▶ EXERCISE PROMPT:
Turn the records below into a Markdown table with the columns Row and Line. Number each non-blank line in Row and put its text in Line, leaving out blank lines and the pictures.

"""

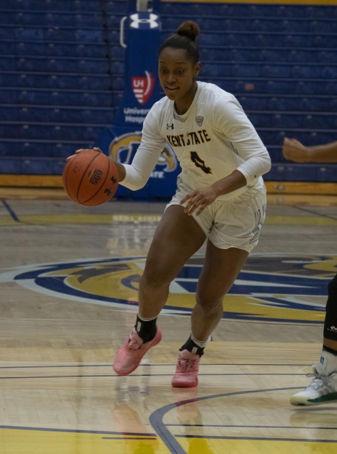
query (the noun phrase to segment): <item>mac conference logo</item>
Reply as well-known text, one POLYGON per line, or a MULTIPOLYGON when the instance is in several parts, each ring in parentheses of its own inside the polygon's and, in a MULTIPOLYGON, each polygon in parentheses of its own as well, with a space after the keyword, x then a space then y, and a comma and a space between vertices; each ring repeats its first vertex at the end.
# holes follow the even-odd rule
MULTIPOLYGON (((0 274, 0 285, 14 281, 69 301, 135 311, 145 260, 110 257, 26 265, 0 274)), ((203 262, 203 257, 196 256, 185 264, 171 283, 163 314, 190 314, 203 262)), ((328 283, 336 269, 336 256, 251 256, 225 297, 223 318, 321 324, 328 283)))
POLYGON ((149 71, 145 72, 145 77, 131 78, 132 91, 139 104, 145 104, 151 96, 155 86, 155 78, 149 71))
MULTIPOLYGON (((119 162, 131 164, 137 148, 140 144, 141 139, 140 131, 127 133, 115 137, 109 146, 109 154, 114 159, 119 162)), ((178 162, 175 154, 168 144, 163 149, 157 165, 161 166, 160 171, 162 172, 172 172, 177 168, 178 162)), ((158 172, 154 171, 151 177, 156 178, 156 176, 158 176, 158 172)))

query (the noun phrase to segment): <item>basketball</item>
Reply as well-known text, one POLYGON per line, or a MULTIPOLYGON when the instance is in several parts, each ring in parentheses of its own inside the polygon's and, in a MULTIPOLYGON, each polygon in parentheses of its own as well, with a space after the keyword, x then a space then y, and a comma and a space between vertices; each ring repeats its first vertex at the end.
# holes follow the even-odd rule
POLYGON ((70 198, 93 206, 107 202, 116 192, 118 173, 113 161, 94 150, 72 157, 63 170, 63 187, 70 198))

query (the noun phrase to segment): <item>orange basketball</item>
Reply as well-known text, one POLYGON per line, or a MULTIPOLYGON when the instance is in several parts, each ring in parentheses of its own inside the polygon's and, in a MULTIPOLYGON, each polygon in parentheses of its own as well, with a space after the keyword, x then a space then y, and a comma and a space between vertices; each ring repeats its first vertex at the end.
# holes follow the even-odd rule
POLYGON ((106 154, 89 150, 67 162, 62 175, 63 187, 76 203, 92 206, 110 200, 116 192, 118 173, 106 154))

"""

▶ EXERCISE OUTPUT:
| Row | Line |
|---|---|
| 1 | query (the noun phrase to segment): <item>mac conference logo</item> |
| 2 | Reply as well-known text, one POLYGON per line, or a MULTIPOLYGON when the instance is in several parts, each ring in parentheses of its own inside the polygon's and, in a MULTIPOLYGON, each polygon in parentheses of its own as well, with a space after the keyword, x then a space then y, and a comma and a space between vertices; each ring repeats its first vertex at the end. |
| 3 | # holes follow the even-odd rule |
| 4 | MULTIPOLYGON (((0 274, 0 285, 14 281, 69 301, 135 311, 145 260, 110 257, 26 265, 0 274)), ((203 262, 203 257, 196 256, 185 264, 171 283, 163 314, 190 314, 203 262)), ((328 283, 336 269, 336 256, 251 256, 225 297, 223 318, 321 324, 328 283))) |
| 5 | POLYGON ((149 71, 145 72, 145 77, 131 78, 132 91, 139 104, 145 104, 151 96, 155 86, 155 78, 149 71)) |
| 6 | MULTIPOLYGON (((119 162, 131 164, 137 148, 140 144, 141 139, 140 131, 127 133, 115 137, 109 146, 109 154, 114 159, 119 162)), ((178 162, 175 154, 168 144, 163 149, 157 165, 161 166, 160 171, 162 172, 172 172, 177 168, 178 162)), ((158 172, 154 171, 151 177, 156 178, 156 176, 158 176, 158 172))) |
| 7 | query (the noun phrase to segment): <item>basketball</item> |
| 8 | Reply as well-known text, one POLYGON per line, or a MULTIPOLYGON when the instance is in several parts, each ring in parentheses of its own inside the polygon's and, in a MULTIPOLYGON, each polygon in parentheses of its own as well, with a space after the keyword, x then a space then y, and a comma and a space between vertices; each ring repeats its first vertex at the end. |
| 9 | # holes follow the even-odd rule |
| 10 | POLYGON ((70 198, 93 206, 107 202, 116 192, 118 173, 113 161, 94 150, 72 157, 63 170, 63 187, 70 198)) |
| 11 | query (the noun phrase to segment): <item>orange basketball</item> |
| 12 | Reply as well-known text, one POLYGON per line, or a MULTIPOLYGON when the instance is in several parts, each ring in parentheses of its own inside the polygon's and, in a MULTIPOLYGON, each polygon in parentheses of its own as well, with a space after the keyword, x then a space then y, and a comma and a space between vertices; each ring repeats its first vertex at the end. |
| 13 | # holes follow the even-odd rule |
| 14 | POLYGON ((106 154, 89 150, 67 162, 62 175, 63 187, 76 203, 92 206, 110 200, 116 192, 118 173, 106 154)) |